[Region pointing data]
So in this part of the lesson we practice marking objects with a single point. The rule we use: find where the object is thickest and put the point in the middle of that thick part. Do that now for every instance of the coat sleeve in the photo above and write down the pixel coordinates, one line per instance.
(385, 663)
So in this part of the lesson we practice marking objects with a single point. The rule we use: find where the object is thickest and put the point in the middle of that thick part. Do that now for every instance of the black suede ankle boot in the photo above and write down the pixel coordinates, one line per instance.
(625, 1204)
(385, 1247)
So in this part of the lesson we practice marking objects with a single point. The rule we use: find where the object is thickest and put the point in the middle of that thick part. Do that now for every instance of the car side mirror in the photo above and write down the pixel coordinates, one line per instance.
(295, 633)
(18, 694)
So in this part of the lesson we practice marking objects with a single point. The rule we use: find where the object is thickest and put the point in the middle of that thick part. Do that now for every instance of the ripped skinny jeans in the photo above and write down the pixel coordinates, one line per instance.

- [Prompt]: Please return only the lines from the one that contains "of the black" through the final line of the entries, each exactly as written.

- [Task response]:
So in this part of the lesson we practice marking objects with a single point. The rule we use: find where the object is thickest and put the point in the middle of that thick part. Do that now for every instance of the black suede ankle boot in the photo above and write down the pixel coordinates, one line per instance.
(625, 1204)
(385, 1247)
So in this part of the lesson we practice marking objects with a single point. The rule we use: find where the object is thickest and put the point in the middle of that thick part. Do that now for every instance of the car side mirror in the photo above and write down the pixel coordinates, one line per instance.
(295, 633)
(18, 694)
So in this part of the lesson we practice marking objects with a single point. The rule we use: find where the object is thickest and put the point in the middle of that thick part. Do that now for every instance of the ripped skinny jeans in the photo above and write down the pixel coordinates, one line per instance.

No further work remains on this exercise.